- **Extrait choisi**
···

J'ai commencé un
Jean Amila. J'avais déjà lu le
Boucher des Hurlus, qui se déroule juste après la première guerre mondiale, mais là
Jusqu'à plus soif, écrit en 62, se déroule chez nous, (enfin presque), Domfront et la campagne alentour. C'est des histoires de bouilleurs de cru qui trafiquent de la goutte. Ce serait un
Fantasia chez les ploucs made in Normandie.
Un extrait pour vous donnez le ton :
[ Une nouvelle institutrice arrive au bled, elle est accueillie par le Curé, la Bonne du curé et la directrice de l'école ] :
— Eh dame ! fit Mlle Dohzier, compréhensive. vous voilà toute barbouillée, bien sur... Buvez moi ça ! Ça vous remettra.
La moque pleine d'eau de vie était là, à trente centimètres du nez. Anne-Marie se sentit pâlir.
— Je n'ai pas soif non plus, s'excusa t-elle.
Il y eut un silence intrigué.
— Mais dit la directrice. Point besoin d'avoir soif, c'est de la bonne, Ça va vous secouer!
Elle avait mis le petit bol dans la main de Marie-Anne. Celle-ci se raffermit, posa le bol sur la table.
— je ne bois jamais d'alcoll, fit elle.

···

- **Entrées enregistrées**

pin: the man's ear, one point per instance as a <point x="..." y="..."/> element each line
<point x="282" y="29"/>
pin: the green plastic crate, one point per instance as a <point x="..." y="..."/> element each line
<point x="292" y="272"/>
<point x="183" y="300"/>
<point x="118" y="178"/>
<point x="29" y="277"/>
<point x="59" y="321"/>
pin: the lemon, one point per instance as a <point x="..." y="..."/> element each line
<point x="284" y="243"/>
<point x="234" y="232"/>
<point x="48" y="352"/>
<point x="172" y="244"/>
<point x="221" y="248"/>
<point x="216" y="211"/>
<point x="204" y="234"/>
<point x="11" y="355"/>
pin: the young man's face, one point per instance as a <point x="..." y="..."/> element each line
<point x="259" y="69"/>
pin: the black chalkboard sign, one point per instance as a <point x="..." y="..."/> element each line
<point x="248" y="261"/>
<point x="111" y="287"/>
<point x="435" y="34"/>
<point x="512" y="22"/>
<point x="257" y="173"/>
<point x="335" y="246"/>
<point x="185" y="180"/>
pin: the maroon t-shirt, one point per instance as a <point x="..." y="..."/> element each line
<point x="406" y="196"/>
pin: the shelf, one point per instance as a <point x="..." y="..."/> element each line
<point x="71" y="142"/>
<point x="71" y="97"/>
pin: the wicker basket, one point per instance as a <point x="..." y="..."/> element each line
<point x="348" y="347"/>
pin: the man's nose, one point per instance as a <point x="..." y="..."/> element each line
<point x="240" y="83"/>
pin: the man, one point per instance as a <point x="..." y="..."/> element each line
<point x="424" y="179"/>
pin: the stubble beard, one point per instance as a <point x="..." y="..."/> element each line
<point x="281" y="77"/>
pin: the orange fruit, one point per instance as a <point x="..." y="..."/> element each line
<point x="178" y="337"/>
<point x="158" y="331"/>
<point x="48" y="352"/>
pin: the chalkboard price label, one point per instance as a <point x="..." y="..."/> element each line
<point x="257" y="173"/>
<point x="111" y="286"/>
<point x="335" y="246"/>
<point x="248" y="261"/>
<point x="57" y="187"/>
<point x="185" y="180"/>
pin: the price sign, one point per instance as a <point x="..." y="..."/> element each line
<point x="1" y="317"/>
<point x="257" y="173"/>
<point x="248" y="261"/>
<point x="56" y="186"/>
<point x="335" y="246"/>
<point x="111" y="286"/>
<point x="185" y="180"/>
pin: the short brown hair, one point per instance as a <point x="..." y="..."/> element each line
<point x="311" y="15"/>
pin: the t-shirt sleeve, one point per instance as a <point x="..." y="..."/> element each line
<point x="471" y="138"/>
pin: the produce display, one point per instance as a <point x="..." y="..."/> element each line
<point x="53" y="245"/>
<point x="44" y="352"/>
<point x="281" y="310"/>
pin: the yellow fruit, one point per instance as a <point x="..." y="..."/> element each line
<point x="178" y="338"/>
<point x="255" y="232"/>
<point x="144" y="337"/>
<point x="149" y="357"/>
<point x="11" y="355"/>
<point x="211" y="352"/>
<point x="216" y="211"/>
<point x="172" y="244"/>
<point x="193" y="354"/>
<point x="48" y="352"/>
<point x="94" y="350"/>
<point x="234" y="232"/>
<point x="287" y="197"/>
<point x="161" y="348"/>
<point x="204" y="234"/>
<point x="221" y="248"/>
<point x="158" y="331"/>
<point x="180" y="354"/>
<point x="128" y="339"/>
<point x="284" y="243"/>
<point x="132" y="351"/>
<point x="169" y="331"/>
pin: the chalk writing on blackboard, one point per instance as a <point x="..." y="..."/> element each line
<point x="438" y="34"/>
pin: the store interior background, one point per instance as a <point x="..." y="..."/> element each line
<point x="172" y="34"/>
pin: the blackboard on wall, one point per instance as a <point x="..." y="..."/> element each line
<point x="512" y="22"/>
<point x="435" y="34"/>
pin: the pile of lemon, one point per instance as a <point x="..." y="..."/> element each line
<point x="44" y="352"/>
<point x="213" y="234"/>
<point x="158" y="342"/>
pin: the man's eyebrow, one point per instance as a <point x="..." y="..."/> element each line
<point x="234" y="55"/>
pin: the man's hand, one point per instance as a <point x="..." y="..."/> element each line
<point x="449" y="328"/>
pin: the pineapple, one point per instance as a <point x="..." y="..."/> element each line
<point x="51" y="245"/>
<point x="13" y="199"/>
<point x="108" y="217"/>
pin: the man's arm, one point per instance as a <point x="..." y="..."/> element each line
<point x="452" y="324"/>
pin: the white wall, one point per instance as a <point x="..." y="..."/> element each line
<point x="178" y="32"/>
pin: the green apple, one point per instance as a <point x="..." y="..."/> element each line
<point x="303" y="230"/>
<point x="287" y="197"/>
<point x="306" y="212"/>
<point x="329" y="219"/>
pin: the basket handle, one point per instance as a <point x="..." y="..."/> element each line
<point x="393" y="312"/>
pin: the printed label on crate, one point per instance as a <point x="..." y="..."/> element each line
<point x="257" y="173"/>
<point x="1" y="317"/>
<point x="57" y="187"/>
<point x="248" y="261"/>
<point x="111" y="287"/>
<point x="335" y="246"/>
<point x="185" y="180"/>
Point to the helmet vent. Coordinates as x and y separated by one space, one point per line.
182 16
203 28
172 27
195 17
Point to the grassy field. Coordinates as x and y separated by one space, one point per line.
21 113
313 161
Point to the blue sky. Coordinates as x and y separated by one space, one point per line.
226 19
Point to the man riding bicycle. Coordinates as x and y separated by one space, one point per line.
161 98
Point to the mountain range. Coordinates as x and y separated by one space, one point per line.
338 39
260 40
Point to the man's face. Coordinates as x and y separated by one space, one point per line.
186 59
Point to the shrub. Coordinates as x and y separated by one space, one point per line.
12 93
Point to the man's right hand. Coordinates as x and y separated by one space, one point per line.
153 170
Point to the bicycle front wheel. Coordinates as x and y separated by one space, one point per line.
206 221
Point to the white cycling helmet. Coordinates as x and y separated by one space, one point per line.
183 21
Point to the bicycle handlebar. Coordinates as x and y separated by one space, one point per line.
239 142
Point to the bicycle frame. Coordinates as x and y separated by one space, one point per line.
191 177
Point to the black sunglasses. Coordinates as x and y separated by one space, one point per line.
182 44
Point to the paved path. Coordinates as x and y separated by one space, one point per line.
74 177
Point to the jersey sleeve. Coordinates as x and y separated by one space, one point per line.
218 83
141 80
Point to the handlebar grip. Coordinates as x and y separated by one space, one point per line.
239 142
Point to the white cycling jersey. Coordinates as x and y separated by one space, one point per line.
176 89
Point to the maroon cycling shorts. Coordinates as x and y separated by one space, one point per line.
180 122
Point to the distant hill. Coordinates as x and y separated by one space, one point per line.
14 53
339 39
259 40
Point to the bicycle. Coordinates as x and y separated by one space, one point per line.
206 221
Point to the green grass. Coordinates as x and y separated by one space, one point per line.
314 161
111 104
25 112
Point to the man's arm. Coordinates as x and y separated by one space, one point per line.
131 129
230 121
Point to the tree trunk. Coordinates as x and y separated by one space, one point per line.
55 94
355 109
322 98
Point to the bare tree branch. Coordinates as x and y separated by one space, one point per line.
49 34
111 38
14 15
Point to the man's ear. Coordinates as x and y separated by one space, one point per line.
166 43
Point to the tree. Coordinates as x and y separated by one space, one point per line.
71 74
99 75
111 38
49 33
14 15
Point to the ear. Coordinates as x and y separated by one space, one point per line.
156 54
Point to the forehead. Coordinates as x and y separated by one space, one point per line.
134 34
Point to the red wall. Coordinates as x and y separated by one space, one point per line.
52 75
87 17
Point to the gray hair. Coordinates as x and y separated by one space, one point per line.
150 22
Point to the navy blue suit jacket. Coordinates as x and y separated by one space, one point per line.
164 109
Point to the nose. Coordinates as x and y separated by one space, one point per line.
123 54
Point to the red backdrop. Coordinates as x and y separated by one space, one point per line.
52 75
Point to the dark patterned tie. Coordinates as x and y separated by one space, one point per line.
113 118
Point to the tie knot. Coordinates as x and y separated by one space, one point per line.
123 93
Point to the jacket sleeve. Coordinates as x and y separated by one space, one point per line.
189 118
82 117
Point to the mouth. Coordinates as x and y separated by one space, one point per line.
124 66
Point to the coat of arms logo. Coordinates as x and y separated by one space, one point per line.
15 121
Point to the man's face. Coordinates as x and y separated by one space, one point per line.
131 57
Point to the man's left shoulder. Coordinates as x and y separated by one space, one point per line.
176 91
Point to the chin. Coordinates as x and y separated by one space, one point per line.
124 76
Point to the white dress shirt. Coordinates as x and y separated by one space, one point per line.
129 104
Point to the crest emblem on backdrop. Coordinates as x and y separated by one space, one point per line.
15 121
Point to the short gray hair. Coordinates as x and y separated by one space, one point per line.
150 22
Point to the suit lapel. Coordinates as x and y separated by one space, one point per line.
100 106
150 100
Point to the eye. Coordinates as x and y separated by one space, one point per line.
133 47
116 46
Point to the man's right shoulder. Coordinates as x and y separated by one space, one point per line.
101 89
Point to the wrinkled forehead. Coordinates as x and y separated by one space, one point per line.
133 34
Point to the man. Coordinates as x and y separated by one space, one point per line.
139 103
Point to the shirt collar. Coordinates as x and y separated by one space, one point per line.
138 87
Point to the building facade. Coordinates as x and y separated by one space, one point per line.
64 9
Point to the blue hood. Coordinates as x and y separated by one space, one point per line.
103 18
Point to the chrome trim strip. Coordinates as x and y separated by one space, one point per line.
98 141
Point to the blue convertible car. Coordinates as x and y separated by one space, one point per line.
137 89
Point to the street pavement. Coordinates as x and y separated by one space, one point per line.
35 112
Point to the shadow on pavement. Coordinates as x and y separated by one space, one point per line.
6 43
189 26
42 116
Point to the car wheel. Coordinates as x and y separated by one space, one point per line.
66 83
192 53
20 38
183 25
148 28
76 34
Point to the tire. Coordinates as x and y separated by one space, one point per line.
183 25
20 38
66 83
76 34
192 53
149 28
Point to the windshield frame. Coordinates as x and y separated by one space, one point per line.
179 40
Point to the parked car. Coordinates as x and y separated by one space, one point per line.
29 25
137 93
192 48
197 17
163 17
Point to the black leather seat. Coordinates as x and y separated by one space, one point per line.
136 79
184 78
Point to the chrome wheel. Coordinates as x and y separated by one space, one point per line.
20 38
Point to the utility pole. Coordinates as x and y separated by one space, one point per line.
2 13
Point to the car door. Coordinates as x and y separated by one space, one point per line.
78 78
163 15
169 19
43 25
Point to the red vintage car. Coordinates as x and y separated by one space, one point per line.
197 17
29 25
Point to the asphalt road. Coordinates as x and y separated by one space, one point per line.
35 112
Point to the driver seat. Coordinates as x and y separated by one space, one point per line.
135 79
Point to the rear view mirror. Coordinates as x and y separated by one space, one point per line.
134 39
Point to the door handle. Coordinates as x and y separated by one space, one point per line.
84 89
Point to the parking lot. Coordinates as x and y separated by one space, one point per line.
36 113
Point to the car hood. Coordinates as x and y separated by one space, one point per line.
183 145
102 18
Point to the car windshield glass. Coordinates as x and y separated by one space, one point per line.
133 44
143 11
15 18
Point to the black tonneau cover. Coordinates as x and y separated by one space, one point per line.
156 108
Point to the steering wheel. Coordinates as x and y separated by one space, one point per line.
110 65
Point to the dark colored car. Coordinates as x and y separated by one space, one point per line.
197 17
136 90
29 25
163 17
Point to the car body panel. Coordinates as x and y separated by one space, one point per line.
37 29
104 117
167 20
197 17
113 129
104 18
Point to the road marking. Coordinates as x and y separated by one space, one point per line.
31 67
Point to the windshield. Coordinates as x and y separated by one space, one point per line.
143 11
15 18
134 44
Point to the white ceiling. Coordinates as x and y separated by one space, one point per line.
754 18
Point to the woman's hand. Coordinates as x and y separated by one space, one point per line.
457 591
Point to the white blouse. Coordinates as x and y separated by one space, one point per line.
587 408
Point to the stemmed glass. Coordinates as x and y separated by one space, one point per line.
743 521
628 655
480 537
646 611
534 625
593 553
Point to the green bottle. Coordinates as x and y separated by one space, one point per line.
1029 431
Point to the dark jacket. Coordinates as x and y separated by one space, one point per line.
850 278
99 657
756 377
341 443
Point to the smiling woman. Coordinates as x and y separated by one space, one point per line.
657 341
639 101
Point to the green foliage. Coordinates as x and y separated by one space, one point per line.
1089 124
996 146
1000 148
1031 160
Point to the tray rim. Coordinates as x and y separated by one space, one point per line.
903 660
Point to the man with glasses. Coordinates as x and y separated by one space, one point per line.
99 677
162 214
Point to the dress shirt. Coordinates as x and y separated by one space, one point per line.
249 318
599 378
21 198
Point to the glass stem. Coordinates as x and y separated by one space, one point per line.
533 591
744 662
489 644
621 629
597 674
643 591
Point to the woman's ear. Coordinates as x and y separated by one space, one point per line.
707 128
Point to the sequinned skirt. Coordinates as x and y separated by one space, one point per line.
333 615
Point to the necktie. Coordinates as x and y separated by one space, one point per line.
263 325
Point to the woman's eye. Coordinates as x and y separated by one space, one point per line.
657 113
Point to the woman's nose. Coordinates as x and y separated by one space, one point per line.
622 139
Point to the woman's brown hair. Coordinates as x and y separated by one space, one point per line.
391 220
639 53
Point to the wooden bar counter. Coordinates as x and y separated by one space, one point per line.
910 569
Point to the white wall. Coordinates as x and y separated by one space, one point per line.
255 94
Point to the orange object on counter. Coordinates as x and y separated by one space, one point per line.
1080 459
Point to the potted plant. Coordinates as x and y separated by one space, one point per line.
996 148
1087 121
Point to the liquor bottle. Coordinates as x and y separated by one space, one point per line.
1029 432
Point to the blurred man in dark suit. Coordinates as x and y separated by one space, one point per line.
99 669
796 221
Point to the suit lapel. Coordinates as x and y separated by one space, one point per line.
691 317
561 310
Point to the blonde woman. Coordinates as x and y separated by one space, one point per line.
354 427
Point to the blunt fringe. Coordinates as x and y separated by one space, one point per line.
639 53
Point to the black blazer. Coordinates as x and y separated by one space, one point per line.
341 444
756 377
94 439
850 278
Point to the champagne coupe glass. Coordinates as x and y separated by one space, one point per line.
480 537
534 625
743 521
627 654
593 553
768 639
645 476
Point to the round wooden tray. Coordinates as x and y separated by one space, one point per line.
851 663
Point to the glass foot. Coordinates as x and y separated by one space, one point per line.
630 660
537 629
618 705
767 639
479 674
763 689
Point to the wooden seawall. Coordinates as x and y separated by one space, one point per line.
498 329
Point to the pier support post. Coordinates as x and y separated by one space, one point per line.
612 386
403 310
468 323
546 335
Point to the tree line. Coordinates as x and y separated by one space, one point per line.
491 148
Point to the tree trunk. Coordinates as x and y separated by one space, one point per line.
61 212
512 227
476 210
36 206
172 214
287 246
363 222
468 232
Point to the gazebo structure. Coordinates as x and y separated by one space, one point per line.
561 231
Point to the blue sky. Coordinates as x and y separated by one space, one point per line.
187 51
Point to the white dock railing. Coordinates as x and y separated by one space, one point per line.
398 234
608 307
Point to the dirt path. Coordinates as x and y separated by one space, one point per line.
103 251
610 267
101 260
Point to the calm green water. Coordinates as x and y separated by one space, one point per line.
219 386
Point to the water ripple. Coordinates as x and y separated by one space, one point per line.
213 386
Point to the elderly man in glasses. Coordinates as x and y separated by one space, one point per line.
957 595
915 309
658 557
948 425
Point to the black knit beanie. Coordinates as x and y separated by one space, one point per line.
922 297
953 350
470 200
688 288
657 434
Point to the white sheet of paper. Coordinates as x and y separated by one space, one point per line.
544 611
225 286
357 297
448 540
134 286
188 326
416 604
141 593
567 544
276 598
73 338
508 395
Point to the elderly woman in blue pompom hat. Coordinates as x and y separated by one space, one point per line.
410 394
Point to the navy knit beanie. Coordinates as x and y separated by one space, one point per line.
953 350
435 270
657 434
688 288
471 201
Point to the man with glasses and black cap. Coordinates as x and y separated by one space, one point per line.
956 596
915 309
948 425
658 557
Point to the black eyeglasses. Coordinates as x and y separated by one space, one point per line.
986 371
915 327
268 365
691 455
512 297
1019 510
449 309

···

- **Énoncé**
Répondez à partir de l'extrait choisi :
(a) En quelle année *Jusqu'à plus soif* a-t-il été écrit ?
(b) Où se déroule ce livre ?
(c) Qui accueille la nouvelle institutrice à son arrivée au bled ?
Ces données n'ont aucun rôle ici.

- **Réponse**
(a) En 62.
(b) À Domfront et dans la campagne alentour.
(c) Le Curé, la Bonne du curé et la directrice de l'école.